#### Text section:
────────────────────────────────────────

Tuesday, May 20, 2008

WAEC and exam leakage

THE alleged leakage of question papers in the on-going May/June West African Senior School Certificate Examinations (WASSCE) is embarrassing. At a time when it was thought that West African Examination Council (WAEC) had devised appropriate measures to curb leakage of question papers and other forms of examination malpractice, this development only confirms the challenge that examination bodies in Nigeria face, in protecting the integrity of their examinations.

By Friday, May 2, 2008, there had been reports that some WAEC question papers had leaked. This was later confirmed to be true by the Head of National Office of the Council, Dr. Iyi Uwadiae, at a press briefing in Lagos. Announcing the nationwide cancellation of English Paper 1 (Essay), the WAEC boss said: "The action was necessitated by the inability of the examination body to guarantee the integrity of the paper, since the council had good reason to believe that the paper had leaked". It turned out that a bus conveying WAEC question papers had been waylaid by a gang of armed robbers who made away with the question papers.

Unfortunately, since then, there have been reports of leakage of other papers including Biology, Physics and Commerce. A lot has been said about the problem of examination malpractice and the implications for the country's image. It is ridiculous that since 1977 when WAEC recorded the first case of examination leakage, public examinations in the country have continued to face the crisis of malpractice. When question papers do not leak, students in examination halls try to cheat; in the current exam, WAEC has had to ban the use of cell phones at examination centres, having identified these as veritable vehicles for exam fraud. Increasingly, examinations at all levels, including the primary school, are compromised. The reason for this can be traced to the collapse of values in the society, the emphasis on paper qualification, and the desperation of students, and their parents. It is not only WAEC examinations that suffer this fate.

Virtually every examination body in the country is under pressure to protect the integrity of its own processes. Lazy students, negligent parents and outright criminals constitute part of the network of examination fraudsters. In the present case, WAEC cannot rule out the possibility of its own staff entrusted with the management of examinations, colluding with outsiders to compromise the process. It must in seeking solutions, turn its searchlight inwards, and strengthen its operations.

────────────────────────────────────────

#### Given data:
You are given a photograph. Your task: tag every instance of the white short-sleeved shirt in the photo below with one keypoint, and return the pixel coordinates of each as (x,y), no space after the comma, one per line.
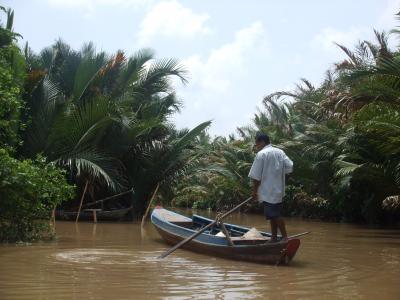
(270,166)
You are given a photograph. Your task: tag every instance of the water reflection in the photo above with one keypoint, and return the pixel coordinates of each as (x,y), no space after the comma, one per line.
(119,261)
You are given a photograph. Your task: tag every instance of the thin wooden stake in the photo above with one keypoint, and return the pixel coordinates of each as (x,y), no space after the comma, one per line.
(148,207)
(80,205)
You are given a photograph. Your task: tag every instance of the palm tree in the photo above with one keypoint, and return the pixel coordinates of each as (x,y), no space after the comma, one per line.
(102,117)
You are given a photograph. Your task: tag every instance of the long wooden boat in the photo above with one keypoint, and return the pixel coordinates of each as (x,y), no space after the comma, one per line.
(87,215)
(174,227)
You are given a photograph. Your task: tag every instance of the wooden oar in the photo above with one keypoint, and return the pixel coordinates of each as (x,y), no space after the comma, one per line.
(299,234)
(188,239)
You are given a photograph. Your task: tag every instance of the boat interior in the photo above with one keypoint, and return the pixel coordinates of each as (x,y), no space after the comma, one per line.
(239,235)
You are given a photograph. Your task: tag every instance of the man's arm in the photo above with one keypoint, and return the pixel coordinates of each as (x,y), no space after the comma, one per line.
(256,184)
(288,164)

────────────────────────────────────────

#### Instructions for the task:
Summarize the editorial on WAEC and exam leakage in two sentences.

#### Task answer:
The leakage of question papers in the May/June 2008 WASSCE, including English Paper 1 after armed robbers stole papers from a bus, led WAEC to cancel that paper nationwide, and other papers such as Biology, Physics and Commerce were later reported leaked. The editorial traces exam malpractice in Nigeria to the collapse of societal values, the emphasis on paper qualification and the desperation of students and parents, and urges WAEC to look inward at possible staff collusion and strengthen its operations.